- **YOUR INSTRUCTIONS**
In the passage on Brexit and the UK constitution, rewrite the part between "Tom Nairn –" and "the Brexit project).", inclusive, putting "unchecked" in place of "untrammelled".

- **TEXT SHOWN**
Segment Open
Tom Nairn – who was no fan of the European Union – would have understood why. Over nearly 50 years of EU membership, its treaties became the closest thing the UK has ever had to a written constitution. A Parliament which is theoretically sovereign, which cannot bind its successors, and in which the majority party enjoys untrammelled power, was subject to EU treaties, laws, and courts.
There were always going to be tensions between the Westminster myth and EU structures. Brexit resolved that, but for the citizens outside Parliament that meant a loss of rights unparalleled in our history. Far from being guaranteed in common law, our rights only exist to the extent that they are tolerated by a majority in Parliament (which is one reason why leaving the European Convention on Human Rights is the logical next step for the Brexit project).
Our system of government depended on informal agreements, conventions, and ‘gentlemen’s agreements’. Brexit has exposed just how chimerical these things are in the face of determined ideological assault.
Taking back control
The revelations of the Covid Inquiry have led to questions about how the chaos could be compatible with democracy. It isn’t. But it is completely compatible with a British constitution that provides unfettered power to an executive commanding a majority in Parliament. There are no checks; even the courts are only provisional, as there is no statute that cannot be changed. Devolution can be abolished by an Act of Parliament, enacted in Westminster by English votes.
There are no guarantees. This is exactly what ‘taking back control’ always meant. In Tom Nairn’s writings we find the explanation that this is what the Westminster constitution really is. And why we, the nations on the UK’s periphery, will never have anything resembling a functioning democracy while we remain within it.
Nairn understood, too, why Labour has been incapable of responding to this crisis. He argued that Labour, while espousing a parliamentary route to socialism in its early years, has acted as a body which appropriated working class opinion to the Union.
Segment Closed
[Data excerpts]
Segment Open
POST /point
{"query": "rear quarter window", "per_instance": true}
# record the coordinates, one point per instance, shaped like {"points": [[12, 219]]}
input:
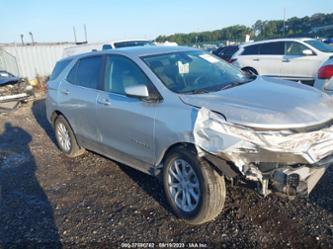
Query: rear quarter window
{"points": [[59, 67], [86, 72]]}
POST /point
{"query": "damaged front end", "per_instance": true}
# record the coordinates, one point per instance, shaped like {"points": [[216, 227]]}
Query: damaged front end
{"points": [[13, 91], [288, 161]]}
Segment Closed
- **WORKED SOLUTION**
Tom Nairn – who was no fan of the European Union – would have understood why. Over nearly 50 years of EU membership, its treaties became the closest thing the UK has ever had to a written constitution. A Parliament which is theoretically sovereign, which cannot bind its successors, and in which the majority party enjoys unchecked power, was subject to EU treaties, laws, and courts.
There were always going to be tensions between the Westminster myth and EU structures. Brexit resolved that, but for the citizens outside Parliament that meant a loss of rights unparalleled in our history. Far from being guaranteed in common law, our rights only exist to the extent that they are tolerated by a majority in Parliament (which is one reason why leaving the European Convention on Human Rights is the logical next step for the Brexit project).